START Records
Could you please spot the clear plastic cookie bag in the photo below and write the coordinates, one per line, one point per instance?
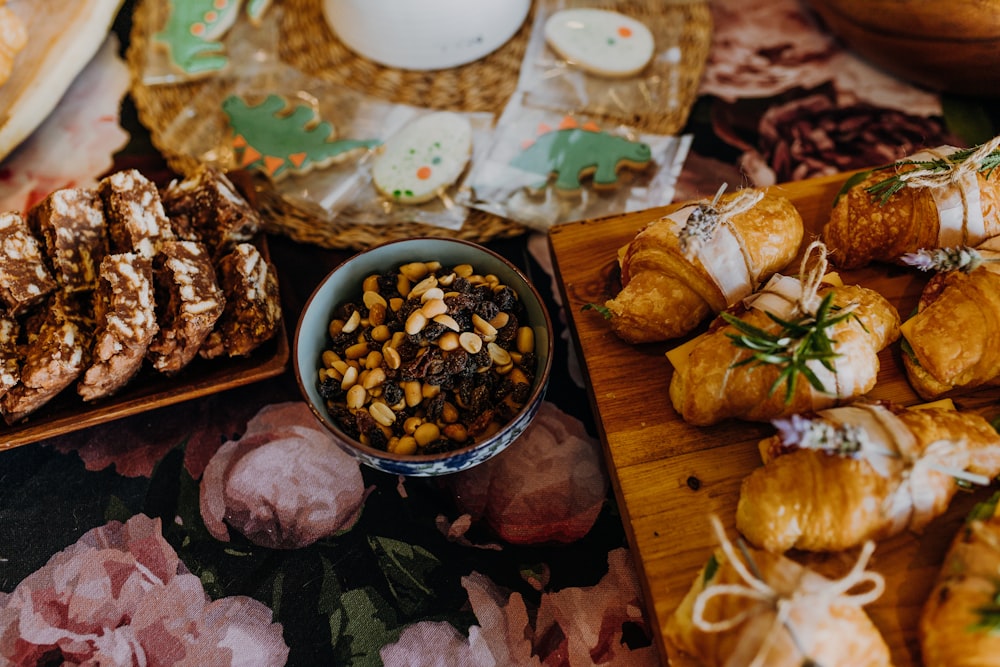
(618, 60)
(546, 167)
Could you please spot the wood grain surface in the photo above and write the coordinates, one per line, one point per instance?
(669, 476)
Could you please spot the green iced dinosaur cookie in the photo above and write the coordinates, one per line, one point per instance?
(278, 140)
(194, 29)
(571, 153)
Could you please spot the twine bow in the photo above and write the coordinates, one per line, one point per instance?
(708, 215)
(756, 589)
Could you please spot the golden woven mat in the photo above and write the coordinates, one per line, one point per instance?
(484, 85)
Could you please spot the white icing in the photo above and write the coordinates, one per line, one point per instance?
(600, 41)
(423, 158)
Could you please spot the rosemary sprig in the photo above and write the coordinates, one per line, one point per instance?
(887, 187)
(989, 616)
(798, 342)
(957, 258)
(603, 310)
(805, 433)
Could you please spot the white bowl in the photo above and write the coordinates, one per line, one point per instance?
(343, 285)
(424, 34)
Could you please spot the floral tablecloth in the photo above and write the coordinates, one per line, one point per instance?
(231, 530)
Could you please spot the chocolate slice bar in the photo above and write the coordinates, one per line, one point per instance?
(24, 278)
(70, 223)
(253, 304)
(125, 321)
(188, 304)
(134, 213)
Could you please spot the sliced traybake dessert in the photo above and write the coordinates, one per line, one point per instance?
(188, 304)
(24, 277)
(56, 350)
(253, 304)
(70, 224)
(125, 322)
(207, 207)
(134, 213)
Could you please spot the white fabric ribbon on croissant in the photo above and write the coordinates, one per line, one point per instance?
(722, 252)
(814, 595)
(890, 448)
(955, 192)
(789, 297)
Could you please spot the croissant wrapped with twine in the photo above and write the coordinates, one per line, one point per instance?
(755, 609)
(873, 471)
(799, 345)
(952, 343)
(960, 619)
(934, 199)
(699, 260)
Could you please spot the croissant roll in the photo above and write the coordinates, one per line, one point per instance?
(701, 259)
(958, 624)
(861, 472)
(715, 378)
(953, 341)
(956, 202)
(754, 608)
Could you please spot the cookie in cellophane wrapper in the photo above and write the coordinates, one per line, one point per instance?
(333, 152)
(621, 61)
(545, 167)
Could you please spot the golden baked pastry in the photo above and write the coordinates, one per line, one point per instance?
(945, 197)
(952, 342)
(13, 39)
(699, 260)
(960, 619)
(835, 479)
(748, 366)
(755, 608)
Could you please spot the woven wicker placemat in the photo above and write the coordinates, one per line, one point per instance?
(487, 84)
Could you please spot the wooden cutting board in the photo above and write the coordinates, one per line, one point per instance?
(669, 476)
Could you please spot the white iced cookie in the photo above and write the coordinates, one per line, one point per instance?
(600, 41)
(423, 158)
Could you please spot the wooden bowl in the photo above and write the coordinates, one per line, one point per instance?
(951, 46)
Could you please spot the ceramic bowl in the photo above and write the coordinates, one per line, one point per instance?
(344, 284)
(425, 34)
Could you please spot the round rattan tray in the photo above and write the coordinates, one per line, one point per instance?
(308, 44)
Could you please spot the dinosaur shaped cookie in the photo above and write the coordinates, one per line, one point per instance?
(194, 29)
(572, 152)
(280, 138)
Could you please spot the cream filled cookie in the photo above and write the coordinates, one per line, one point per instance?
(423, 158)
(599, 41)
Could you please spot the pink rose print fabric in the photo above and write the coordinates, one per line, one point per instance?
(121, 596)
(549, 485)
(574, 626)
(284, 484)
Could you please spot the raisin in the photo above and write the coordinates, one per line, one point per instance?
(487, 310)
(330, 389)
(392, 393)
(505, 298)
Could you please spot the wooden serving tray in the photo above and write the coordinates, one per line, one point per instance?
(149, 390)
(669, 476)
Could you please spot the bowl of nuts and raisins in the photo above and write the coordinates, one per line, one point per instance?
(424, 356)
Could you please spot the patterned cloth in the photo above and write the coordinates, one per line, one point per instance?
(231, 529)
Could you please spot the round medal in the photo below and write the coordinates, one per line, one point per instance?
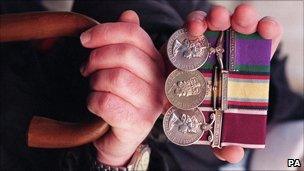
(185, 53)
(183, 127)
(185, 89)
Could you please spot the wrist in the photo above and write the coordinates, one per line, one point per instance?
(113, 160)
(138, 161)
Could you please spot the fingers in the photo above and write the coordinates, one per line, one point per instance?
(269, 28)
(123, 56)
(218, 18)
(119, 32)
(196, 23)
(113, 109)
(129, 16)
(245, 19)
(127, 86)
(231, 154)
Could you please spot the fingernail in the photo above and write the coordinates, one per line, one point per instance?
(85, 37)
(197, 16)
(82, 68)
(221, 158)
(270, 19)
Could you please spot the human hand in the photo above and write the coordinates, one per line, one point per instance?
(127, 82)
(245, 20)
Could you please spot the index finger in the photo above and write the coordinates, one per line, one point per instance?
(119, 32)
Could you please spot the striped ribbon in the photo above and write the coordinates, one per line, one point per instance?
(247, 58)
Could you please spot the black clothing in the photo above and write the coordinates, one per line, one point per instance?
(50, 85)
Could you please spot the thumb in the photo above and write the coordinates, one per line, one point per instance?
(129, 16)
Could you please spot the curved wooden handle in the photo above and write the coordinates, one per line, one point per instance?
(44, 132)
(39, 25)
(49, 133)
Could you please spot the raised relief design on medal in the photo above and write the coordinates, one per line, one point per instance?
(187, 53)
(187, 88)
(185, 124)
(189, 48)
(183, 127)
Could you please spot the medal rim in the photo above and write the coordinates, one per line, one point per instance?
(170, 100)
(169, 46)
(203, 131)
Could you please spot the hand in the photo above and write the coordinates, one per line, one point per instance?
(127, 82)
(245, 20)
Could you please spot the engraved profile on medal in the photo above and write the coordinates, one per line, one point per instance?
(189, 48)
(185, 90)
(185, 124)
(183, 127)
(185, 53)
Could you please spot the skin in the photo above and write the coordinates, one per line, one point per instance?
(129, 97)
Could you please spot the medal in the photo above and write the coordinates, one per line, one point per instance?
(183, 127)
(185, 89)
(185, 53)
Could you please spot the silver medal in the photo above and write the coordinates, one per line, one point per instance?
(185, 53)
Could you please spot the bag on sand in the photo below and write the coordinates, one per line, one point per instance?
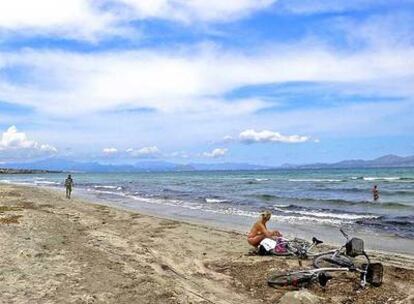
(268, 246)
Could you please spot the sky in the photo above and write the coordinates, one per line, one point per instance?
(258, 81)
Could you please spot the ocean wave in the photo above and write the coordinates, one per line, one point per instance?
(338, 202)
(324, 213)
(215, 200)
(401, 226)
(44, 182)
(392, 178)
(319, 180)
(108, 187)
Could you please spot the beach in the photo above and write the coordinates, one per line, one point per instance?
(56, 250)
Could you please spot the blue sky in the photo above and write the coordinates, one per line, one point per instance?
(258, 81)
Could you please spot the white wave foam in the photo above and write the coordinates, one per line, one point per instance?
(369, 178)
(107, 187)
(43, 182)
(215, 200)
(344, 216)
(315, 180)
END Records
● **Task item**
Transcribe all of the lines above exactly as given. The pictures stay out.

● **Exercise solution**
Could you please spot the clear plastic cookie bag in the photo below and write the coordinates, one per line, one point per instance?
(618, 60)
(546, 167)
Could you please spot the wood grain surface in the photo above and write the coordinates, one per line, one point per instance?
(669, 476)
Could you please spot the green iced dinosaur cookie in the photo above and write the coordinates, one per line, one point per instance?
(278, 140)
(194, 29)
(571, 153)
Could you please spot the twine bow in the photo above and write the coordinates, one per line, one point per instance?
(708, 215)
(756, 589)
Could you please spot the golden woven mat in the photo above and write the coordinates, one per line, one point per instance?
(484, 85)
Could you please spot the white icing in the photo above and write the coordinates, one per line, one point per instance?
(600, 41)
(423, 158)
Could you please spot the rosemary sprig in the photo above and write the coordinates, one per line, one point per instance?
(887, 187)
(989, 616)
(798, 342)
(957, 258)
(603, 310)
(805, 433)
Could you please spot the white bowl in the photo above and write the coordinates, one per line, one point per instance?
(343, 285)
(424, 34)
Could you please spot the floral tablecloth in the photo above and write the coordinates, one per line, one point per instance?
(231, 530)
Could you please spot the chocolate slice bar in the photo above and write the coordinates, one per line, one point per instance?
(24, 278)
(70, 223)
(253, 304)
(125, 321)
(188, 304)
(134, 213)
Could you please spot the sliced traybake dessert in the photo above and write the coordinates, one per line, one point per instance?
(188, 304)
(24, 277)
(56, 350)
(253, 304)
(70, 224)
(125, 322)
(207, 207)
(134, 213)
Could you please spot the white fabric ribbon on croissant in the photo above and write the coordinates, one per line, one point per instance?
(722, 252)
(814, 595)
(890, 448)
(955, 192)
(789, 297)
Could you please spot the croissant wrapped with twine in the photo above and write the coordinates, one per line, one point per instance?
(755, 609)
(873, 471)
(799, 345)
(952, 343)
(960, 619)
(934, 199)
(699, 260)
Could you please spot the croissant roll in the photo above and write the coordinates, one per line, one point per instance?
(701, 259)
(958, 624)
(861, 472)
(715, 378)
(953, 341)
(956, 202)
(754, 608)
Could you please spot the cookie in cellophane wrapper in the photo above and write the coordinates, one per line, one point per instance?
(333, 152)
(621, 61)
(545, 167)
Could you please spot the golden baked pastry in the photo above and write the coordinates, one per line, one point per instance?
(945, 197)
(952, 342)
(13, 39)
(699, 260)
(960, 619)
(835, 479)
(748, 366)
(755, 608)
Could you please spot the woven wicker placemat in the photo above and write the coordinates, one per line, one point per instance?
(487, 84)
Could you please spot the wooden cutting board in the photo above and write the coordinates, one per line, one point per instance?
(669, 476)
Could you please spot the white iced cookie in the photo above and write the coordinates, one per line, one point per instance?
(600, 41)
(423, 158)
Could you please spot the wooden bowl in the photo above and write the coordinates, one per line, one point per instance?
(951, 46)
Could you please spot the ceramic bowl in the photo above and write the coordinates, one per line, one point per instance?
(344, 284)
(425, 34)
Could you please spot the round rattan tray in the photo above and write the coordinates, one per line, one point per instance?
(308, 44)
Could you please spot the dinosaur shaped cookie in the photo above and write the coordinates, one per line, one point per instance?
(194, 29)
(572, 152)
(280, 138)
Could you please spot the cream filled cookie in the photo above and write the coordinates, one per line, one point per instance?
(423, 158)
(599, 41)
Could you please spot the pink rose print fabric in the photo above and write the coordinates, one per line, one point per instance?
(121, 596)
(549, 485)
(574, 626)
(284, 484)
Could you please spot the raisin in the photo above and write the coordinates, one per line, one point per instance?
(487, 310)
(330, 389)
(392, 393)
(505, 298)
Could you please spot the wooden serving tray in the photo above and write the coordinates, one per line, one point per instance?
(149, 390)
(669, 476)
Could you please spot the bowl of nuts and raisins in the photo above and write the coordinates, one per line, one point per instance?
(424, 356)
Could you please spot the patterned cloth in the photo above and write the coordinates, one per line, one point per instance?
(231, 529)
Could you please spot the round medal in the photo below and write the coordinates, one per line, one point per instance?
(185, 53)
(183, 127)
(185, 89)
Could you please spot the wrist in the photo above and write the coordinates, one per line, one point per instance?
(113, 160)
(138, 161)
Could you please spot the fingers in the photo above and write the coordinates, one per line, one point per instance?
(269, 28)
(123, 56)
(218, 18)
(119, 32)
(196, 23)
(113, 109)
(129, 16)
(245, 19)
(127, 86)
(231, 154)
Could you please spot the fingernail in the photo above and write the coordinates, one per line, one point per instance?
(85, 37)
(197, 16)
(82, 68)
(221, 158)
(270, 19)
Could you please spot the human hand in the photo above and write the coordinates, one per line, one point per instance?
(127, 82)
(245, 20)
Could you please spot the index finger in the photo above and write the coordinates, one per line, one point per instance?
(119, 32)
Could you please spot the striped ribbon in the photo above and write the coordinates, one per line, one point per instance?
(247, 58)
Could you please spot the black clothing in the photo above and write the coordinates, one per line, one point per instance?
(50, 85)
Could you please spot the thumb in the photo above and write the coordinates, one per line, one point per instance?
(129, 16)
Could you please spot the curved wooden handle in the photo above and write the coordinates, one per line, one point per instance?
(44, 132)
(39, 25)
(49, 133)
Could you please spot the raised relief design on medal in the photo above and write the coordinates, one per line, one point per instance?
(187, 53)
(187, 88)
(185, 124)
(189, 48)
(183, 127)
Could you please spot the medal rim in the photo above and write the coordinates, one per line, one point per instance?
(170, 100)
(169, 46)
(203, 131)
Could you please spot the hand in the photo above and write the coordinates, one per line, one point per instance?
(127, 82)
(245, 20)
Could you please spot the engraved profile on medal in the photo above and write the coordinates, one per line, one point per instance?
(189, 48)
(185, 90)
(185, 124)
(183, 127)
(185, 53)
Could you please spot the skin in the photo above and write the coordinates, one per line, one point per instance?
(129, 97)
Could you please spot the medal in the photo above and write the coordinates, one per line, one point per instance?
(183, 127)
(185, 89)
(185, 53)
Could you please spot the silver medal in the photo above and write the coordinates, one per line, one point per instance?
(185, 53)
Could you please spot the bag on sand in the photo below and write the coordinates, one per line, one point per instance?
(268, 246)
Could you please spot the sky in the photo above and write the coordinates, one per line, one point per instance?
(258, 81)
Could you please spot the ocean wave in the photo above and write the coordinates, one per line, one point per instance?
(338, 202)
(324, 213)
(215, 200)
(401, 226)
(44, 182)
(392, 178)
(319, 180)
(108, 187)
Could you please spot the beach in the photo above and write the coordinates, one per line, one point per instance?
(56, 250)
Could you please spot the blue sky in the photo above and write the coordinates, one per line, one point per instance?
(258, 81)
Could you please spot the white wave foam in the photo above and write the coordinates, one per line, one point per instance?
(369, 178)
(107, 187)
(43, 182)
(215, 200)
(344, 216)
(315, 180)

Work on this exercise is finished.